─── Extracted information
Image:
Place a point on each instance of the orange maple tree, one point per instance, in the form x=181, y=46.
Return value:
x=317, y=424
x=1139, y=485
──────
◆ **What you will do**
Would you please repeat the entire listing above exactly?

◆ **Answer box**
Image:
Place a point on each instance of the orange maple tree, one point per instance, in the form x=181, y=46.
Return value:
x=317, y=424
x=1139, y=485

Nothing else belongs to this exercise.